*** Opening of Data for review ***

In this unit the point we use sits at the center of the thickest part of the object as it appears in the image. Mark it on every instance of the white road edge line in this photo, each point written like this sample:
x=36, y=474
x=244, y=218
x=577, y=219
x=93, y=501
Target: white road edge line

*** Close of Data for review ***
*** Opening of Data for review ***

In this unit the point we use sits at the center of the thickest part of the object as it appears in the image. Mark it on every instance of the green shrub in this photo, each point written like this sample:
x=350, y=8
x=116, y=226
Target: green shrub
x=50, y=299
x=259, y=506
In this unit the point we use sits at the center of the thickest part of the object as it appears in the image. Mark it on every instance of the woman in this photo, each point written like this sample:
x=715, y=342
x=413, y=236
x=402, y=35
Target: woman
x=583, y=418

*** Close of Data for review ***

Exercise brief
From the line that has "of the white" through the line that has "Target: white road edge line", copy every line exactly as it appears above, and leave out all others.

Answer to the exercise
In this unit the point we use sits at the center of the thickest part of the object as it appears in the image. Mark it on every instance of the white road edge line in this photo, each point written like this sample:
x=36, y=474
x=244, y=218
x=577, y=219
x=93, y=501
Target: white road edge line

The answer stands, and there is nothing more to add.